● Page excerpt
=== Section Start ===
On December 27, 2020, President Trump signed into law the fourth round of COVID-19 emergency relief that passed both the U.S. Senate and the U.S. House of Representatives. The Consolidated Appropriations Act, 2021 (“Act”) includes approximately $900 billion in pandemic relief and is reportedly the longest bill (5,593 pages) to be passed in Congress’s history.

In addition to COVID-19 relief, the Act includes the following noteworthy healthcare provisions:

  • Medicare Graduate Medical Education (“GME”) Provisions
    • Distribution of Additional GME Residency Positions: Starting in fiscal year 2023, the Act increases by 1,000 the GME full-time equivalent (FTE) cap on Medicare-funded residency positions. Over a five-year period the cap will be increased by 200 positions each year until the residency slots are filled. The Department of Health and Human Services (“HHS”) will assign at least 10 percent of these new 1,000 FTE residency positions to each of the following categories of hospitals: (i) rural teaching hospitals; (ii) hospitals that train residents in excess of their FTE caps; (iii) hospitals in states that have new medical schools; and (iv) hospitals that serve areas designated as health professional shortage areas under section 332(a)(1)(A) of the Public Health Service Act. A hospital may not receive more than 25 new FTE residency positions and cannot receive an increase to its limit unless the hospital also agrees to increase the total number of FTE residency positions by the number of such positions made available by such increase under this provision. HHS is tasked with creating an application process to distribute these FTE residency positions to hospitals.
=== Section End ===
● What you need to do
A. Answer from the Act summary:
(i) How many pages long is the Act reported to be?
(ii) In which fiscal year does the increase to the GME full-time equivalent cap begin?
(iii) What is the largest number of new FTE residency positions a single hospital may receive?
B. Decide whether each statement agrees with the Act summary, and quote the words that settle it:
(i) The Act contains roughly $900 billion in pandemic relief.
(ii) The residency cap rises by 500 positions each year.
(iii) HHS must set up an application process for distributing the new residency positions.
C. Carry on the Act summary from the point where it ends.
The data after this point stands apart from the Act summary.

(Natural-language object grounding data)
=== Section Start ===
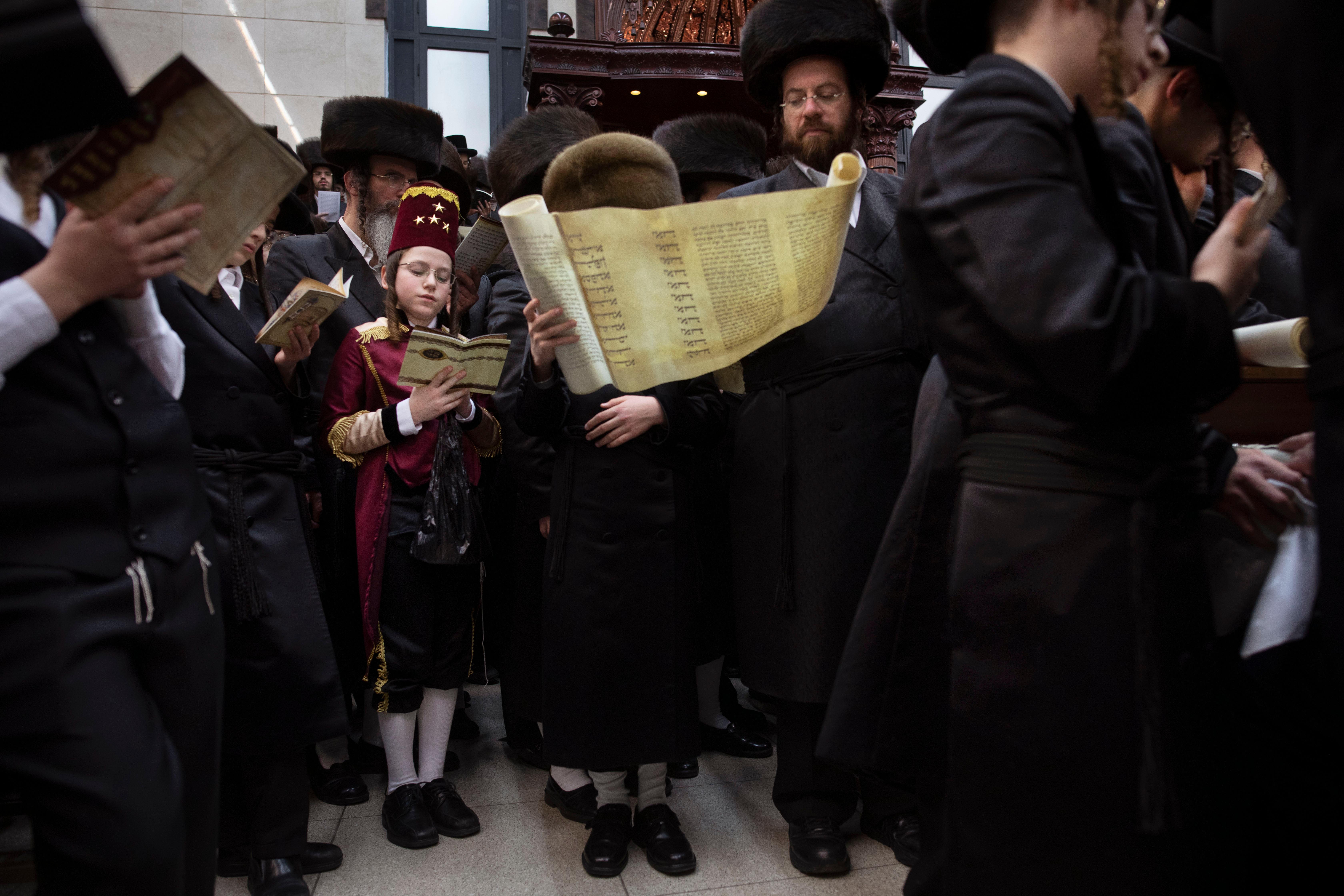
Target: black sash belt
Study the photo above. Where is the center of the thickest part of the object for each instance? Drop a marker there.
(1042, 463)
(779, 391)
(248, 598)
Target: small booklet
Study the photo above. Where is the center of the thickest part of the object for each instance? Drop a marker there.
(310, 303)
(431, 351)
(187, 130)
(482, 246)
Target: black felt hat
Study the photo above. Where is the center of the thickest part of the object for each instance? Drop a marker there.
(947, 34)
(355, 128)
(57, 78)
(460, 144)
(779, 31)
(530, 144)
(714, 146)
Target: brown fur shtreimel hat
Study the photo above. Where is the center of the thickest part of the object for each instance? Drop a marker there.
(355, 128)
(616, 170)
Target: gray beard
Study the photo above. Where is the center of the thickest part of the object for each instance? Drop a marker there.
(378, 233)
=== Section End ===
● Set of answers
A.
(i) 5,593 pages
(ii) Fiscal year 2023
(iii) 25

B.
(i) Yes: "includes approximately $900 billion in pandemic relief"
(ii) No: "the cap will be increased by 200 positions each year"
(iii) Yes: "HHS is tasked with creating an application process to distribute these FTE residency positions to hospitals"

C.
    • Medicare GME Treatment of Hospitals Establishing New Medical Residency Training Programs After Hosting Medical Resident Rotations for Short Durations: The Act enables hospitals that have low per-resident amounts (“PRAs”) to establish new PRAs under certain conditions. In addition, a hospital that hosted medical resident rotations for short durations and establishes a new medical residency training program may receive an adjustment to its Medicare GME FTE caps if certain conditions are met.
    • Revisions to the Rural Training Track Exception: To promote residency training in rural areas, Congress included incentives in the Act for hospitals not located in rural areas to work with hospitals in rural areas to establish rural training opportunities for residents.
  • Medicaid DSH Payments: For fiscal years 2021 through 2023, the Act eliminates cuts to Medicaid disproportionate share hospital payments.
  • Amended State Medicaid Reporting Requirements: Similar to requirements in the proposed Medicaid Fiscal Accountability Regulation, the Act imposes certain reporting requirements for states regarding supplemental Medicaid payments.
  • Medicare Physician Fee Schedule Payments: For 2021, the Act increases payment amounts made under the 2021 Medicare Physician Schedule by 3.75 percent.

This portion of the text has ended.